DATA FOR ANALYSIS:
+--

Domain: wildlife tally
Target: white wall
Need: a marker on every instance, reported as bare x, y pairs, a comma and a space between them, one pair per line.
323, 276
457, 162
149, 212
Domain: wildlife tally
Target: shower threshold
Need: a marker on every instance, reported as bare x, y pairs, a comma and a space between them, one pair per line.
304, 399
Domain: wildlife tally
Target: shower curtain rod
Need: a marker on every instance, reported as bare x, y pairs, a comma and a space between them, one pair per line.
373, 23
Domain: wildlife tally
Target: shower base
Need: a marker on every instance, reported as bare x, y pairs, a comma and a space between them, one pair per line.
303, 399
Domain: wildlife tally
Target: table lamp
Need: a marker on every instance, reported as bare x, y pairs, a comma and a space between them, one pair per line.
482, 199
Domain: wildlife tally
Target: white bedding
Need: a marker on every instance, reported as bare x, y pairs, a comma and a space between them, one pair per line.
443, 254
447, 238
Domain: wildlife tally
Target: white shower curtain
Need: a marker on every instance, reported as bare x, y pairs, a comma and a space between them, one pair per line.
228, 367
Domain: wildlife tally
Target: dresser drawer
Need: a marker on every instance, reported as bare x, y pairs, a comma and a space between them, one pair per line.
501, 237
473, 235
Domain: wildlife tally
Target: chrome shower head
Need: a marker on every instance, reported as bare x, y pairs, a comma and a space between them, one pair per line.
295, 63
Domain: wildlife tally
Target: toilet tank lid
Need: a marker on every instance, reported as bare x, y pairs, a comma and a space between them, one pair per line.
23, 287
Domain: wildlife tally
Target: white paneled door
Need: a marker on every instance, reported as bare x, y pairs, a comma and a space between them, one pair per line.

+--

TASK DESCRIPTION: Starting at the first line of the records above, please copy every line exactly through the line containing "Target: shower threshold", and stop there.

SOLUTION TO THIS PROBLEM:
Domain: wildlife tally
Target: white wall
Need: a marker on every instance, reported as bare x, y pairs, a comma and a space between them, one pair per line.
323, 276
457, 162
149, 212
Domain: wildlife tally
Target: shower threshold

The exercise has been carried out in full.